> Исходный текст:

________

[757]. Именно эта часть сказания, очевидно, представляла наибольшее значение как для скандинавских дружин в Новгороде, так и для самих новгородцев. Для тех и других ряд был прецедентом первостатейной важности. Для первых он определял предоставляемые им права, для вторых – служил образцом приглашения князя на их собственных условиях. Бытование сказания в устной традиции поддерживалось перманентной актуализацией ряда как способа урегулирования отношений варяжских отрядов, нанимавшихся на службу к местным властям, с одной стороны, и как формы отношений Новгорода с киевскими князьями, с другой. Продолжение традиции приглашения князя в X в., вероятно, можно усмотреть в рассказе ПВЛ и НПЛ под 970 г. о приходе к Святославу новгородцев, «просѧще кнѧзѧсобѣ» и угрожающих, «аще не поидете к намъ то налѣземъ кнѧзѧ собѣ»[758]. Формулировка угрозы новгородцев перекликается со Сказанием о призвании варягов, где уставшие от усобиц словене и прочие решают «поискать себе князя»[759]. Заключение договора (докончания) между князем-«наемником» и новгородской знатью превращается со временем в норму, сохраняющуюся в Новгороде на протяжении всего его независимого существования[760]. Память о прецеденте могли поддерживать также стабильные, хотя временами и нарушаемые, но затем восстанавливаемые даннические отношения с Киевом (еще Олег «оустави дани… Варѧгомъ. дань даѩти ѡт Новагорода»; в середине X в. Константин отмечает, что Новгород поставляет росам в Киев моноксилы; в 1014 г. Ярослав отказывается платить Владимиру новгородскую дань, но, по замечанию составителя ПВЛ, она выплачивалась вплоть до смерти Ярослава)[761].

________

> Задание 1:
Пожалуйста, соберите все строки, где встречается слово «drum». Регистр букв имеет значение.
Исходный текст и строки никак не связаны между собой.

[Записи разметки позиций]
________

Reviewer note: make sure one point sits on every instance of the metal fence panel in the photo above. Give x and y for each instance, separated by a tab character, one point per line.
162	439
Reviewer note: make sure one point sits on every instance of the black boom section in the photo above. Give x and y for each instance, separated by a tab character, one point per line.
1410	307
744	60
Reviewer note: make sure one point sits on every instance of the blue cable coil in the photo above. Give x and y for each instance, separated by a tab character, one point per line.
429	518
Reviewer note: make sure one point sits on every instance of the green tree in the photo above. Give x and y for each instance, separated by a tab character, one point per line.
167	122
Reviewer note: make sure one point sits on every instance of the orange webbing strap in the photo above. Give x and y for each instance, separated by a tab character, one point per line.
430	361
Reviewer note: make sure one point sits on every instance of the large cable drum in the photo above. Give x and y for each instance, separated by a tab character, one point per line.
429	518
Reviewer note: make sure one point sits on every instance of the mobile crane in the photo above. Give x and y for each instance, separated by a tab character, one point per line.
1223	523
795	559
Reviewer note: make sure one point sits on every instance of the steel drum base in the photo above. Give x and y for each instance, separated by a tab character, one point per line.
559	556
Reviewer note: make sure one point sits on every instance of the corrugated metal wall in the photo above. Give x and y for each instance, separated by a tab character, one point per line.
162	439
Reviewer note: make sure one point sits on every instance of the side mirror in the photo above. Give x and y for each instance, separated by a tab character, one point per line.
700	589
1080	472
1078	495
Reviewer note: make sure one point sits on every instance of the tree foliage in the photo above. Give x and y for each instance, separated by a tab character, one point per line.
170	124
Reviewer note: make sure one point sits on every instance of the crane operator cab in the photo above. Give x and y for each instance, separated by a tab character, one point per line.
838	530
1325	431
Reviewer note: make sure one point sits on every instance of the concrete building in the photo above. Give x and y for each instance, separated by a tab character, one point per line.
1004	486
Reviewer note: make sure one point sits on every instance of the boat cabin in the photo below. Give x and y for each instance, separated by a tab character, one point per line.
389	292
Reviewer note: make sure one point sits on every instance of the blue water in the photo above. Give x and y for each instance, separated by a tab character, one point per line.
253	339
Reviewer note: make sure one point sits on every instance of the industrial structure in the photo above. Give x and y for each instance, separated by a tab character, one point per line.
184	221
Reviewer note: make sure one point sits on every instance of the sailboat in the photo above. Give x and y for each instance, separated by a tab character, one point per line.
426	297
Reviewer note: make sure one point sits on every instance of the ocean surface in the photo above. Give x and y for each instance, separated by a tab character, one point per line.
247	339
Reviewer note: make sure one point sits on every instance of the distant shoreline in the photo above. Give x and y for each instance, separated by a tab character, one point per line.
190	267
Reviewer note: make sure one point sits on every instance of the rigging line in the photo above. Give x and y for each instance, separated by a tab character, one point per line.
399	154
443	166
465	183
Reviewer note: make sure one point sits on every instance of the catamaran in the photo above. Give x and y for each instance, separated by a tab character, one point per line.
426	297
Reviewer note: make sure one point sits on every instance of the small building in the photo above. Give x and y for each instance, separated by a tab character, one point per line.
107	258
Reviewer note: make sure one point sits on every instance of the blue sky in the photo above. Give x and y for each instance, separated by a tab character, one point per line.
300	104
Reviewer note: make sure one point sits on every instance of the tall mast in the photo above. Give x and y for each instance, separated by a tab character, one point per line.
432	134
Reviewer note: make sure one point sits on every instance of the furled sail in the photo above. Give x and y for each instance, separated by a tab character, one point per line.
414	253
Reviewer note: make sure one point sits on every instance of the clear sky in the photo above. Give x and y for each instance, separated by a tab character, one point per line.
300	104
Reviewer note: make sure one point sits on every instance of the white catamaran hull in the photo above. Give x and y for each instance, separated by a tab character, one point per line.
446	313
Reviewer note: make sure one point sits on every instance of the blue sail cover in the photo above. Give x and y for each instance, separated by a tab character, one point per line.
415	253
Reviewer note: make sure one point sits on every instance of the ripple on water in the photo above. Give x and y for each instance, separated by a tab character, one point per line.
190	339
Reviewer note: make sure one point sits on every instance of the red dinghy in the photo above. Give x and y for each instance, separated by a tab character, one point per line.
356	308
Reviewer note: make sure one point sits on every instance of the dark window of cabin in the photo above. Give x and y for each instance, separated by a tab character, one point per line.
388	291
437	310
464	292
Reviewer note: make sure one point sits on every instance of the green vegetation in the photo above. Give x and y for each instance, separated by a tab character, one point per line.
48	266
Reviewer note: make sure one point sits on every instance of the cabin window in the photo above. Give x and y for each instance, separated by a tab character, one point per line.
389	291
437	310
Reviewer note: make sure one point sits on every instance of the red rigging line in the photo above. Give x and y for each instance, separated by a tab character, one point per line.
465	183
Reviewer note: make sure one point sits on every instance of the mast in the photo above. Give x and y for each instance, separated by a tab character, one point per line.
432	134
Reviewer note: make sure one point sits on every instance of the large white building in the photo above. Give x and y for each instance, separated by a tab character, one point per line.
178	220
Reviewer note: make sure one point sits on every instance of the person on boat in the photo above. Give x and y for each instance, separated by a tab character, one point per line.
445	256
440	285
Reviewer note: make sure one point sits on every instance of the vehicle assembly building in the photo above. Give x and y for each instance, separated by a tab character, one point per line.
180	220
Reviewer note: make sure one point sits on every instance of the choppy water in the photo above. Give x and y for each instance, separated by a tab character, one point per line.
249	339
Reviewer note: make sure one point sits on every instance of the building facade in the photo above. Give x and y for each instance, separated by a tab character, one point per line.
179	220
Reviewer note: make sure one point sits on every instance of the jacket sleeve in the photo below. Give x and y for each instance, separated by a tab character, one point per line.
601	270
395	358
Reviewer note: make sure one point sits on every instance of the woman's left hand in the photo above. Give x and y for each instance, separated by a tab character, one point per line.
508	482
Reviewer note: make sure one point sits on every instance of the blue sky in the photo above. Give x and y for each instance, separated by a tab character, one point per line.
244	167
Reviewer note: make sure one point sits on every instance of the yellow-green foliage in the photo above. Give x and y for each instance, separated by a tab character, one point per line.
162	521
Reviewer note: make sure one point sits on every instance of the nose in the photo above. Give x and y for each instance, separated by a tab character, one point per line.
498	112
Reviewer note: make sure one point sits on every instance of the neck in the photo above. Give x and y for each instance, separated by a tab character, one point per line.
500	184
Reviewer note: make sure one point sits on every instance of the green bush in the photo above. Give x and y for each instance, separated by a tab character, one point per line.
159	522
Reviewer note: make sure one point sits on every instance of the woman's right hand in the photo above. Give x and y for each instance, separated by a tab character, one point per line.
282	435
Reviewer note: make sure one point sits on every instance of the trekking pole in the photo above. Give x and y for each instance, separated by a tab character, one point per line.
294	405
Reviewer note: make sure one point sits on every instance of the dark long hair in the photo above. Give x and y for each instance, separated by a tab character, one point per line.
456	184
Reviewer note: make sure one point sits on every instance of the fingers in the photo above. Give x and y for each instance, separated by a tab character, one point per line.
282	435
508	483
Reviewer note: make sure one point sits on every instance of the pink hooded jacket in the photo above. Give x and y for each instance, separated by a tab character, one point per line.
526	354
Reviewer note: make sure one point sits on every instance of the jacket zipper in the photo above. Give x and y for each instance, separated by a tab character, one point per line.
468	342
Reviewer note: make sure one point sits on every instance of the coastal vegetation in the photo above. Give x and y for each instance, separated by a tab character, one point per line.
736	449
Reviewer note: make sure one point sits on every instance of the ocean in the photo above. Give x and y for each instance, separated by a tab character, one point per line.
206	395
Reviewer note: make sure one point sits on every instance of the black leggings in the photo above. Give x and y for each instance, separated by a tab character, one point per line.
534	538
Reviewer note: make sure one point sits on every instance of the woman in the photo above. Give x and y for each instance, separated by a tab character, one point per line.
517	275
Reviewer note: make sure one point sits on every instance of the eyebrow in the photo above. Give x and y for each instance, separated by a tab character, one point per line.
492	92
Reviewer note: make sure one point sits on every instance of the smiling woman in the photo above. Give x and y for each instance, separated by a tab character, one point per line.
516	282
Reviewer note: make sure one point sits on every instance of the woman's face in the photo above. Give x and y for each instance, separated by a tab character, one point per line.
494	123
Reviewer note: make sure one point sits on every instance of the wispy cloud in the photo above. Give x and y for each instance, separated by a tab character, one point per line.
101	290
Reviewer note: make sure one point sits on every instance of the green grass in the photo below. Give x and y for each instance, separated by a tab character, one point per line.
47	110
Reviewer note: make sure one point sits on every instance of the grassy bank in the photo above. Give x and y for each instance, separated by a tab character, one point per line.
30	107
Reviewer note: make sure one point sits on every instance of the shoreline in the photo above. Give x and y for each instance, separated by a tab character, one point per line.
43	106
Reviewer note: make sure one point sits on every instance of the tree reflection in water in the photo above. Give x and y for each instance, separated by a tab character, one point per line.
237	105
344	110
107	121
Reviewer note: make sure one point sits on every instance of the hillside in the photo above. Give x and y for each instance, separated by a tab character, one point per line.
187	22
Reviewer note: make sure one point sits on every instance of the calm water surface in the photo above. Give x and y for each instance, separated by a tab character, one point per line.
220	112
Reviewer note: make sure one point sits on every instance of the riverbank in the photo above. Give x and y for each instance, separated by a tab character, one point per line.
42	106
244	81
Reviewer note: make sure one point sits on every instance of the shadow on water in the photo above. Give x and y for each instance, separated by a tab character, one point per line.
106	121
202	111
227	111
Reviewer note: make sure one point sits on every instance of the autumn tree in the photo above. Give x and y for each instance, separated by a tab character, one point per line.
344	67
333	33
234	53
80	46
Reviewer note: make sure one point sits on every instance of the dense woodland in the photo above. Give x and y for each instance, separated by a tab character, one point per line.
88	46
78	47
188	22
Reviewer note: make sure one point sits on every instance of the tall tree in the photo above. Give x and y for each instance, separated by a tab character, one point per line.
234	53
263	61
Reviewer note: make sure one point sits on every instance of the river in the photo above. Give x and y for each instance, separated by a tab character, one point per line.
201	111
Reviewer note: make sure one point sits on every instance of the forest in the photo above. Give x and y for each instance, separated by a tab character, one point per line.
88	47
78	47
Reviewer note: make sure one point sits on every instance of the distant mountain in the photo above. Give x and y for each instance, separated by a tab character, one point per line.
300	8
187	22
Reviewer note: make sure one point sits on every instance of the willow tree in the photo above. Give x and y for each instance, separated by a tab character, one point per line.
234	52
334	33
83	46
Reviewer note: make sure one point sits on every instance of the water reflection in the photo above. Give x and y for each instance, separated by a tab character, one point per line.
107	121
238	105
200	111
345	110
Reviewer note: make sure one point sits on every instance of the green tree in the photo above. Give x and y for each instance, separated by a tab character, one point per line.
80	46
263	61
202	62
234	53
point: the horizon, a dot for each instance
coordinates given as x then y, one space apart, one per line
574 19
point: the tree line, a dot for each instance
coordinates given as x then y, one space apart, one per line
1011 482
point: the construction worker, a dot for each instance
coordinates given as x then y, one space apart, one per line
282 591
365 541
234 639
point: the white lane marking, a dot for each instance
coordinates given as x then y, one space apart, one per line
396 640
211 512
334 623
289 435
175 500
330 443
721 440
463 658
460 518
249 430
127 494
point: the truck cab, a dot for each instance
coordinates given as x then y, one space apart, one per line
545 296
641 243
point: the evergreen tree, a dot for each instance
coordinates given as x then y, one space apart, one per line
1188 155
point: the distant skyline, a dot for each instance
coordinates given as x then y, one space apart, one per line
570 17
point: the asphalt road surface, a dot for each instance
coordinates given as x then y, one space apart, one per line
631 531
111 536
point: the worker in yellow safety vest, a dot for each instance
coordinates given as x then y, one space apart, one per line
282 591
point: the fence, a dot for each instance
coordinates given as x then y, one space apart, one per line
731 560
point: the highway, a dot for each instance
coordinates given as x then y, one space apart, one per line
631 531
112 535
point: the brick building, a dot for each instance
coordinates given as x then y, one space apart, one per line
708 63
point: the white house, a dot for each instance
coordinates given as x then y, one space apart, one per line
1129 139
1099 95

________

> Задание 2:
В каком году, согласно исходному тексту, Ярослав отказался платить Владимиру новгородскую дань?

> Полный ответ 1:
Reviewer note: make sure one point sits on every instance of the large cable drum in the photo above. Give x and y for each instance, separated by a tab character, one point per line.
Reviewer note: make sure one point sits on every instance of the steel drum base in the photo above. Give x and y for each instance, separated by a tab character, one point per line.

> Полный ответ 2:
В 1014 году.